DATA IN THIS EXERCISE:
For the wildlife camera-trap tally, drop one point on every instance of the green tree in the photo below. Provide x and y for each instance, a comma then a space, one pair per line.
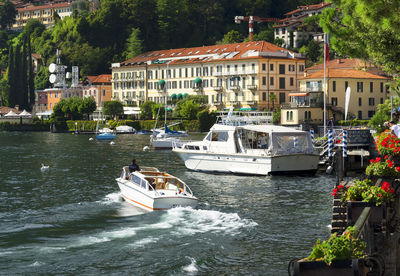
134, 46
189, 110
366, 30
11, 74
31, 76
42, 78
7, 14
146, 110
313, 51
113, 108
24, 76
4, 90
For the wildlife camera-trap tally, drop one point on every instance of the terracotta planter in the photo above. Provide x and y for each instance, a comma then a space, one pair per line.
353, 267
355, 208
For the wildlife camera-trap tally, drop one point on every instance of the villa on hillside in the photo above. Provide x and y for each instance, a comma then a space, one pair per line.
249, 75
43, 13
369, 87
98, 87
291, 29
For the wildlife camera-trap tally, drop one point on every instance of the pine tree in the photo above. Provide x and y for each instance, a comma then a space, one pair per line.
24, 76
31, 77
11, 78
18, 80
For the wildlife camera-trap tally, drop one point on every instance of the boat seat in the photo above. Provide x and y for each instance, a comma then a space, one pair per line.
126, 172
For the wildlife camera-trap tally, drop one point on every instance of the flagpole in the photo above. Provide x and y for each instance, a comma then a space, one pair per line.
325, 84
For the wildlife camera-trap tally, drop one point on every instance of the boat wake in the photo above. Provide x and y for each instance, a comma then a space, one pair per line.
112, 198
180, 223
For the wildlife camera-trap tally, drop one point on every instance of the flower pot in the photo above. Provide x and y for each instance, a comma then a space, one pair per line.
355, 208
354, 267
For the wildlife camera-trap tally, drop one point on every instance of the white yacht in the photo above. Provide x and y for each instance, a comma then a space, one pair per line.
151, 189
164, 138
262, 149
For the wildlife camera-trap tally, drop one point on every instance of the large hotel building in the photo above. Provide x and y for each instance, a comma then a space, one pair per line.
249, 75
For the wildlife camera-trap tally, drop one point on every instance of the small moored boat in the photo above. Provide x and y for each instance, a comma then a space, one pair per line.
151, 189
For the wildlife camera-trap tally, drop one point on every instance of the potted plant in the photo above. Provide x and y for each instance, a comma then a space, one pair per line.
388, 144
338, 255
384, 168
363, 194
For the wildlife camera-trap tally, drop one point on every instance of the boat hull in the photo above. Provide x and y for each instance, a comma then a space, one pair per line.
253, 165
105, 136
148, 201
166, 143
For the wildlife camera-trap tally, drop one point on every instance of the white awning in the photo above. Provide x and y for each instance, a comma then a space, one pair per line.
25, 114
11, 114
299, 94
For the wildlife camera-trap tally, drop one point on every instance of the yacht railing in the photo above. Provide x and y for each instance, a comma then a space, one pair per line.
238, 118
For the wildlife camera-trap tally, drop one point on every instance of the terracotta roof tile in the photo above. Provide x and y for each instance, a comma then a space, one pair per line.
42, 7
5, 109
225, 52
343, 73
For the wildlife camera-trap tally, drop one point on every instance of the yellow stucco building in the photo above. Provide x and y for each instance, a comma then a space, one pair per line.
368, 88
242, 75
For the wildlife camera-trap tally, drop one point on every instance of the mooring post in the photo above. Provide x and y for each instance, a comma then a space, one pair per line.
344, 151
330, 144
312, 135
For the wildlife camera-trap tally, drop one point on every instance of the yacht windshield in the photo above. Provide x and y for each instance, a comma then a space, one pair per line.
286, 143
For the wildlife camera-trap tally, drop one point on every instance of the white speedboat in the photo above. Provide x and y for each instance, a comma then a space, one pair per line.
125, 130
151, 189
164, 141
251, 149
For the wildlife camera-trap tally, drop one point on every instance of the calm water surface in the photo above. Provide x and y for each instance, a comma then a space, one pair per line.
71, 219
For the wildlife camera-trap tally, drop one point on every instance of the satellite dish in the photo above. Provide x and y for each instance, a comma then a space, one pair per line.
52, 68
52, 78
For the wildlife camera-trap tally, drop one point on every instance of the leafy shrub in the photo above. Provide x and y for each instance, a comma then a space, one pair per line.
344, 247
366, 192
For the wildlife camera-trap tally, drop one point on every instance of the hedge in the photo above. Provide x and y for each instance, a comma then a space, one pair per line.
34, 126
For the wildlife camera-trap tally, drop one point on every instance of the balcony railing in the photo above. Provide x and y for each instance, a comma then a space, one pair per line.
314, 89
235, 87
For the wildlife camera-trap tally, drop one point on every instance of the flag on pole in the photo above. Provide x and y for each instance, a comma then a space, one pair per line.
346, 105
326, 47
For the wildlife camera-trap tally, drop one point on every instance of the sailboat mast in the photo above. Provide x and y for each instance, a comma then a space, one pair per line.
166, 96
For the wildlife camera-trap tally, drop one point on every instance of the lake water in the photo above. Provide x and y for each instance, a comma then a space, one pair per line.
71, 219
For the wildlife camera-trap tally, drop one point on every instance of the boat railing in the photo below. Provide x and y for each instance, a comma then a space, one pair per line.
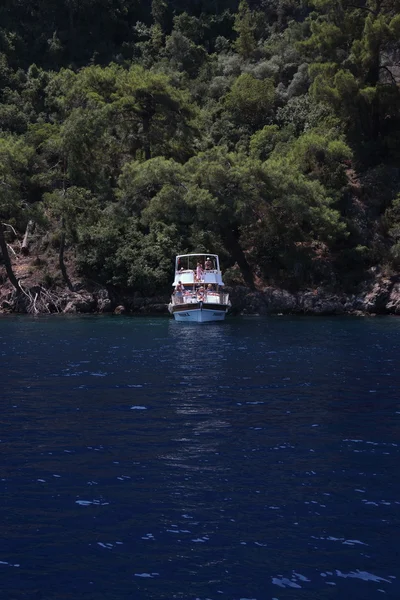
193, 297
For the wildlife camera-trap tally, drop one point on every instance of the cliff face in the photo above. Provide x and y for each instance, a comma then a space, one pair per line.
382, 296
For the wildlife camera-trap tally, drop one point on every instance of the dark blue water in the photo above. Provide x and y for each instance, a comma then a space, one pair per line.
147, 459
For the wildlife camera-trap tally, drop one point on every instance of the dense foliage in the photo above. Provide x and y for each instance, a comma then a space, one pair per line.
264, 130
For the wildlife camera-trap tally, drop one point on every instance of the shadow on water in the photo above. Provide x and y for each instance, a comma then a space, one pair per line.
255, 458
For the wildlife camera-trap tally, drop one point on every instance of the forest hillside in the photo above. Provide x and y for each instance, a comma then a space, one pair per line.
267, 131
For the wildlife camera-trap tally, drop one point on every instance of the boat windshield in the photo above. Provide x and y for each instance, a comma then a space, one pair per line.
191, 262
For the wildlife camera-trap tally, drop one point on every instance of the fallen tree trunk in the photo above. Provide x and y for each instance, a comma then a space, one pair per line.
7, 261
61, 261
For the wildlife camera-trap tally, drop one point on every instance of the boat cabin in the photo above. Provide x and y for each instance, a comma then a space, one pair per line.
197, 269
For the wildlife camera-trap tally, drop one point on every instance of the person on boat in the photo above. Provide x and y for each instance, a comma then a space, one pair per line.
179, 291
199, 271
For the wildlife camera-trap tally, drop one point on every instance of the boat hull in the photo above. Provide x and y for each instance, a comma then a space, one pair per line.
199, 313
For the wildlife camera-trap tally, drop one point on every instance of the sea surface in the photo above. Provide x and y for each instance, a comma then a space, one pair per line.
143, 459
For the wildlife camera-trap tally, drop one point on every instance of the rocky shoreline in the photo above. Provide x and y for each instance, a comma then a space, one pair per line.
381, 296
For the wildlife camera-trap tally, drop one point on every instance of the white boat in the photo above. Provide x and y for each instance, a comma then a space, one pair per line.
198, 295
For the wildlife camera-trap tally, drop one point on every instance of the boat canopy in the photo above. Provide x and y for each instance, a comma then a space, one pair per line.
186, 269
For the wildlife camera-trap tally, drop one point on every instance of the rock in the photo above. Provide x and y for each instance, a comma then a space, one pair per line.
104, 303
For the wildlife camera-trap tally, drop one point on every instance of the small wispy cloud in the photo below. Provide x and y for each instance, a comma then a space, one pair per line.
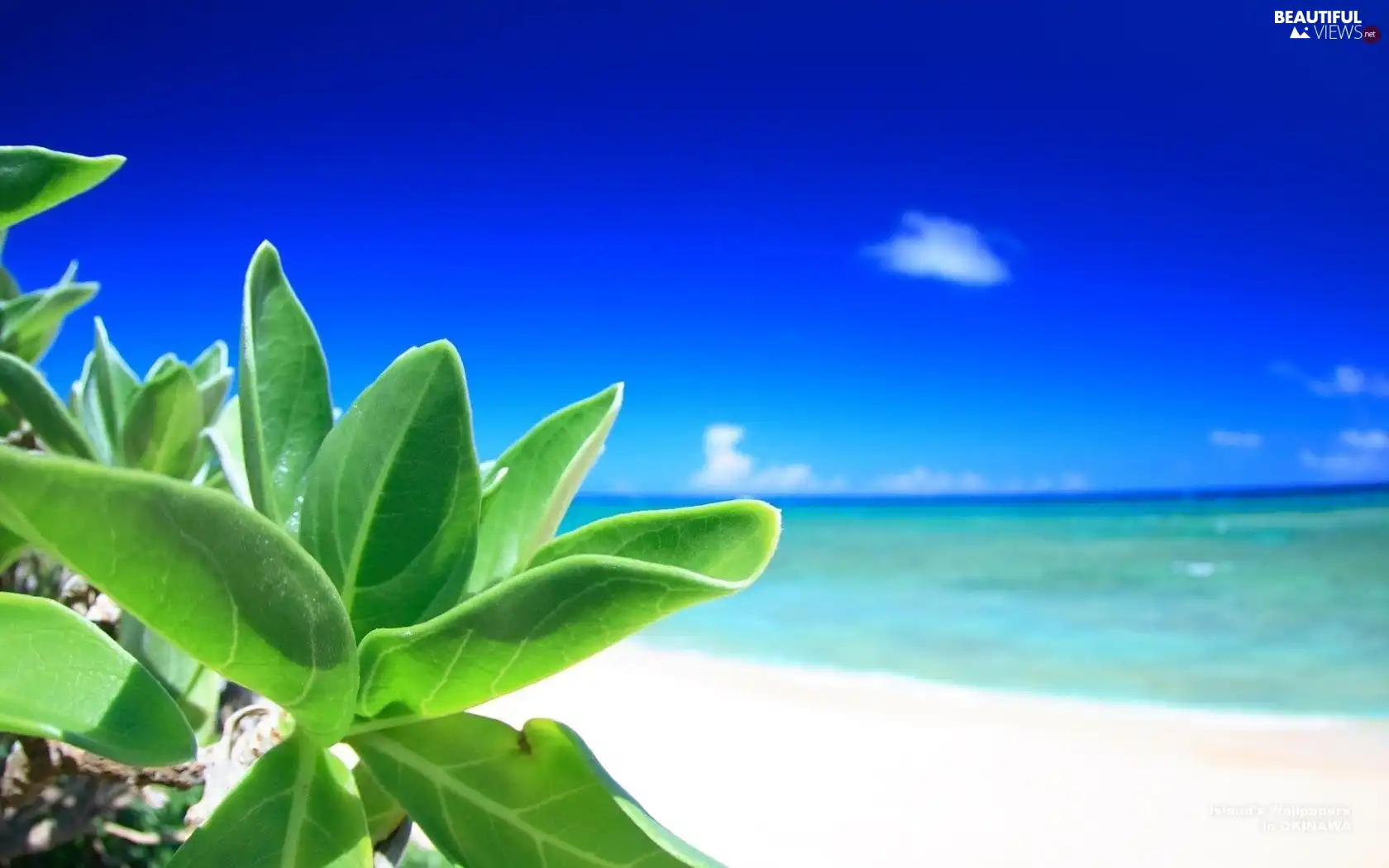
1362, 453
925, 481
942, 249
1344, 381
1237, 439
1341, 464
727, 469
1370, 439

REQUIRED WORK: Omit the pictures, and quote the material above exactly as given.

REPLY:
For the wildlife camera-trap tally, drop one point on every instance of the green tree in the photo below. Provide x and y for each instance, a comma then a space, one pair per line.
134, 46
189, 110
366, 30
11, 74
31, 76
42, 78
7, 14
146, 110
313, 51
113, 108
24, 76
4, 90
For the wildlife camera-trap tally, drop one point on every instance of the terracotta planter in the photo above. Provide x and y for each instance, a comma then a space, one pair per line.
353, 267
355, 208
For the wildlife camera-trap tally, drop one point on every instance of the villa on hillside in the photo above. Provide x and y for each instance, a comma then a space, one pair per line.
249, 75
43, 13
369, 87
98, 87
291, 29
For the wildlife camera-trap tally, drop one point on every instance of the pine tree in the photo above. Provide x and y for each instance, a comma then a space, one pair per line.
24, 76
31, 77
11, 78
18, 80
For the wildlife camera-trap tally, drop one point on every instance of the boat seat in the photo above. Provide x and y for each instance, a comma then a space, one pair per line.
126, 172
For the wildlife camera-trap tally, drop one point on every instance of the flagpole in the photo above. Provide x and y for each instance, a comma then a space, one pair per line.
325, 84
For the wildlife camera-trap tally, drop one point on every instance of the boat wake in the photo above. Provide x and y for each instance, a comma then a space, one pair per line.
112, 198
180, 223
For the wildlife camera-trap tally, drop one point on every instance of the flower pot in the photo above. Provide x and y for each instance, a comma then a space, one pair per line.
355, 208
354, 267
For the wildlife camera-trap tally, drop one point on every instance of the white yacht in the photo above. Provide x and y for each instance, a comma then a space, one pair per line.
151, 189
164, 138
262, 149
For the wildlife camera-trap tally, drop one point on every instance of the large hotel building in the photo above. Provide x and y for each instance, a comma then a space, one pair per line.
249, 75
For the wildlife camera-trap tally, drop one point on every instance of the small moored boat in the photo above. Provide x and y for each instance, a comma then a space, one pair per line.
151, 189
For the wildlife camera-trap tally, drop one point on every instance of the potted plant in the photo above. Provide x and y for each instance, a comma then a space, one pair per line.
388, 144
338, 255
384, 168
363, 194
For the wildlife camera-trap tally, drop one point on every instance of the boat hull in the photo above. Provide x and y for each instance, a comma then a space, one pair per line.
253, 165
105, 136
148, 201
166, 143
For the wildlife camera-trap tally, drop one point on every instance of the white awning in the photo above. Provide x and y for each instance, a comma then a space, one pair per line.
25, 114
11, 114
299, 94
For the wildlife camera-trap tally, drop one point on every instance of the yacht railing in the photo above. Provide x and y for each instance, a comma then a space, one pair per line.
238, 118
For the wildlife camera-trap tally, drop one point on every instance of the terracotta roof tile in the photo above. Provide x and y for each instance, a comma then a space, one pair per line.
42, 7
5, 109
225, 52
343, 73
For the wildlife camera-trap tally, drop one point on every instance of the yellow stucco building in the photo above. Provide x and y for each instance, a comma then a space, one pair per line.
368, 88
242, 75
For the wildlife camera-trap tally, drop one point on every instance of the mooring post in the photo above. Provide x and y for each instance, a comma then a space, one pair per line.
344, 151
330, 144
312, 135
For the wildlife camera-trap tally, drop one point on every instance of the yacht windshield in the photo above. Provide x and y for each instance, a comma then a space, one pair per line.
286, 143
For the wildlife camera-trap tally, drop one point on every instance of the white speedboat in the photo above. Provide x and y for each instance, a comma then a space, one pair per line.
125, 130
151, 189
164, 141
251, 149
For the wildlife camera-trap tally, drop one point on every instance of the calm water surface in the photo above. Provide x and y for each instance, a comma then a space, one pair per line.
71, 219
For the wildlife camera-trap tally, drop one point on every instance of the satellite dish in the photo above. Provide x and y for each instance, a comma then a space, one pair per line.
52, 68
52, 78
For the wildlife camera-trap tally, drop one point on every instance of the leafy shrub in the photo above. Provide x and y for each instance, a comma then a space, one pair per line.
344, 247
366, 192
For the wildlife camera-trap tally, drop one point on every instance of the hedge in the photo above. Provide x and y for each instance, a comma then a space, one pair per line.
34, 126
For the wildlife camera-trap tally, drop one point on every instance of the balcony railing in the photo above. Provide x and y for each instance, a comma then a space, one pair per line.
314, 89
235, 87
For the wildlife camera-trap tally, drop one point on every instance of the flag on pole in the photo above. Provide x and y for each instance, a comma then a space, one pair per line.
346, 105
326, 47
For the wildlife camera-trap tally, drop one point on every instance of the sailboat mast in the photo above. Provide x and y for each instance, a comma then a space, one pair per line.
166, 96
For the wildlife camera-trap tally, drop one point on every instance of the lake water in the photo above. Provide x and y for each instance, a comma then a space, one pair per line.
71, 219
For the wildlife camera-trap tally, drop one point on every instance of the boat railing in the photo below. Provide x and y for each instance, a comma then a space, one pair per line.
193, 297
For the wildlife camera-trap tally, drop one point on every instance of the cliff face in the photo above. Provide x and y for each instance, a comma then a space, one pair per line.
382, 296
For the wildlife camera-trap tally, drop one point on every instance of the dark blue water in the photo above. Provide x and y for each instance, a comma then a space, one pair per line.
147, 459
For the wildlife camera-trap tally, drop one point on every instance of the dense foliage in the photo above. Provide x and y for each instance, a comma then a space, one pair per line.
264, 130
For the wildlife camera-trap tally, drop one point on every instance of the shadow on water in the photo above. Provide x and y for each instance, a comma then a space, one pair per line.
255, 458
For the wildlife camera-trap tally, drop one point on every instance of the forest hillside in the photo above. Provide x and y for each instance, a comma then a space, one pair per line.
267, 131
For the wildlife camera-trap tally, drop one point on every instance of the boat windshield in the photo above. Provide x and y for each instance, a comma then a space, one pair per line.
191, 262
For the wildlife camera-trap tally, drop one point on every instance of the fallen tree trunk in the photo above. Provide x and y for each instance, a comma then a space, one pair per line.
7, 261
61, 261
For the wildlife camera-trap tally, drop one point on every instance of the boat cabin in the photo above. Provide x and y for each instance, a comma then a space, one pair per line.
197, 269
For the wildlife camera-trap tally, drop one point on every instance of the person on boat in the photo above. Provide x and y for each instance, a comma then a space, one pair per line.
179, 291
199, 271
For the wildlife camera-trap tally, drop one point on every instance of the boat hull in the photo above. Provide x and y for each instance, a comma then a space, one pair per line.
199, 313
For the wildlife camera-trap tally, drop one point on every instance of the sea surface in the photo above. Provide x and y for each instance, a comma then a space, one pair per line.
143, 459
For the wildlife camera-trap tally, drop one point on every instance of the rocky shoreline in the photo above. Provide x and y for each instance, a comma then a space, one pair per line.
381, 296
For the wildlife camera-trap tally, drop one point on every instance of the white boat in the photo above. Provide x and y for each instance, a comma then a space, one pair per line.
198, 295
For the wildlife camera-trap tally, drop one point on every instance of the boat canopy in the photo above. Provide x and y for each instance, a comma then a space, one pair per line.
186, 269
For the wildlife camera-trap tally, drop one point on every instance of the rock in the photo above. Provide x and y for each instance, a comma then a space, one pair per line.
104, 303
For the wildlife camera-trap tally, drop one point on every instance of the small wispy cloud in the photo below. Provide x and y for each instance, a comma then a space, one pair per line.
1362, 453
925, 481
942, 249
1344, 381
1237, 439
1341, 464
727, 469
1370, 439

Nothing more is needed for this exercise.